Seitenauszug:

Damit mir jeder folgen kann: wir befinden uns in Rättvik, dem tiefsten Mittelschweden. Legt man den Finger auf der Karte auf
Stockholm und fährt dann 300km nach links oben zu einem recht großen See (Siljan), kommt man wohl ungefähr bei mir raus.
Mein Abenteuer begann in Stockholm am Flughafen, wo ich zunächst sehr desorientiert auf der suche nach meinem Gepäck war, und schließlich sehr glücklich und geschafft zu Ricarda und Madeleine ins Auto stieg.
Als es am nächsten Tag von Uppsala nach Rättvik ging, erlebte ich den Herbstbeginn im Schnelldurchlauf: Wir starteten bei 15 Grad und grünen Bäumen, und erreichten nach knapp vier Stunden (inklusive Pizzapause) Rättvik bei Regen, fünf Grad und teils dunkelrot gefärbtem Laub. Rättvik gehört zum traditionellen Teil Schwedens und stellt damit einen für schwedische Verhältnisse recht großen Anlaufpunkt dar. Die umgebende Natur Dalarnas lädt zum campen, fischen, wandern und Fahrradfahren ein; außerdem ist es das Folklorezentrum Schwedens, wie mein Vater mir im Vorherein mehrfach zu berichten wusste.
Erste Eindrücke von Rättvik
Bitte Ruhe!
Wer mich besser kennt, der weiß, dass ich Überraschungen liebe und darum manchmal recht uninformiert an Situationen herangehe. Mir war bewusst, dass es sich beim Stiftelsen Berget um eine ökumenische Christengemeinschaft mit dem Schwerpunkt der christlichen Meditation handelte. Übersetzt bedeutet das: viele Gebetszeiten.
Allerdings war ich doch recht überrascht, als mir mitgeteilt wurde,
dass ich einen Großteil der Zeit sowohl in meinem Wohnbereich, als auch beim Essen schweigen soll.
In Vorbereitung auf meine folgende Auslandsperiode, bestellte ich mir während meines Praktikums auf Helgoland eine etwas zu groß geratene Musikbox, da mir in den kurzen vier Wochen auffiel, dass ich die einfach brauchte. Zu meiner Zimmereinweisung wurde mir dann jedoch erklärt: in meinem Zimmer darf ich nicht telefonieren, nicht reden, keine Musik hören und das WLAN ist blockiert. Für mich als Stadtkind, das manchmal einfach den Lärm um sich braucht, war das auf jeden Fall eine Umstellung. Für alle, die jetzt denken, "um Himmels Willen, wo bist Du da gelandet?": Nicht so voreilig.

Extrahierte Daten:
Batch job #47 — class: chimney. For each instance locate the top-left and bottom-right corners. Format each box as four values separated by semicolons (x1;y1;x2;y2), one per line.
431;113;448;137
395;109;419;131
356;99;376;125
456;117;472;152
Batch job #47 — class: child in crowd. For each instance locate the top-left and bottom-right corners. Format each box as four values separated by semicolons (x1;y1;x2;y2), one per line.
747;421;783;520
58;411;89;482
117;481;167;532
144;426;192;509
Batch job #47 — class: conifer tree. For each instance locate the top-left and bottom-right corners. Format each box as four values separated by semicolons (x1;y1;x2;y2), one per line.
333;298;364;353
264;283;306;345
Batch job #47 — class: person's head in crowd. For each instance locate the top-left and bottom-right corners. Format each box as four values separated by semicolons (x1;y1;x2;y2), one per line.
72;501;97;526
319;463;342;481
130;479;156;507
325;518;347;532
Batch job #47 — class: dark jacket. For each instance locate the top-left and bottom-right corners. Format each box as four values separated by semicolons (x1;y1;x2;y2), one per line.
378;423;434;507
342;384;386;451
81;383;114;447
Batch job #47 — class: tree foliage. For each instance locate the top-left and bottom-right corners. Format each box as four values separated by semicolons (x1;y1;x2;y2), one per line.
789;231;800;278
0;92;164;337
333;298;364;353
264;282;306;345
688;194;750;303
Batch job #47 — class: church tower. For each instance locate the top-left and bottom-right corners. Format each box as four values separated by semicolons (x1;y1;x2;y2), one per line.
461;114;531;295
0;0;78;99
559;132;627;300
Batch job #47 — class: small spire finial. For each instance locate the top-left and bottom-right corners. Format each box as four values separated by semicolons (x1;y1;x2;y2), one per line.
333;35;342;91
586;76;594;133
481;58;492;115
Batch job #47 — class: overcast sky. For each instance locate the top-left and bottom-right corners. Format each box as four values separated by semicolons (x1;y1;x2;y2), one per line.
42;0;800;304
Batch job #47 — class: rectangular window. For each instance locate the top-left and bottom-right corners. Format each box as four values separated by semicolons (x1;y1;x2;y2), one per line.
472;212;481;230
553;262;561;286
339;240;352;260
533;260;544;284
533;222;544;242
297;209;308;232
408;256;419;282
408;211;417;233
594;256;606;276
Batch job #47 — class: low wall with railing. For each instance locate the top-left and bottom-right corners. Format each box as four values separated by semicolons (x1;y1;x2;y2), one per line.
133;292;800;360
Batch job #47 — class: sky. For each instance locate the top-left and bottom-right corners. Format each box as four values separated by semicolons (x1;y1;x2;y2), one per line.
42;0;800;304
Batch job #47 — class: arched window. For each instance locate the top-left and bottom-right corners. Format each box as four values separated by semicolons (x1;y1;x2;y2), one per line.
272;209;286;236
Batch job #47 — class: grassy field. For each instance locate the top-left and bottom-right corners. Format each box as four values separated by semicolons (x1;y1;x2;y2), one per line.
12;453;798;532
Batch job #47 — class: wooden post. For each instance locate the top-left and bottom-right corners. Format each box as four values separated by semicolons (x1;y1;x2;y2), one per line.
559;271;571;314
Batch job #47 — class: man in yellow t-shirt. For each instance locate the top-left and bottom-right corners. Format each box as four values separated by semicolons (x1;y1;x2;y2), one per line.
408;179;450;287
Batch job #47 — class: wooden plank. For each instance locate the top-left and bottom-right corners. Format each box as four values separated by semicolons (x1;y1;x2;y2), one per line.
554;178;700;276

Deine Aufgabe: Nenne anhand des Seitenauszugs die Temperatur, die bei der Ankunft in Rättvik herrschte. Die Zeilen sind eigenständiges Material und gehören nicht zum Seitenauszug.

Lösung: Es waren fünf Grad.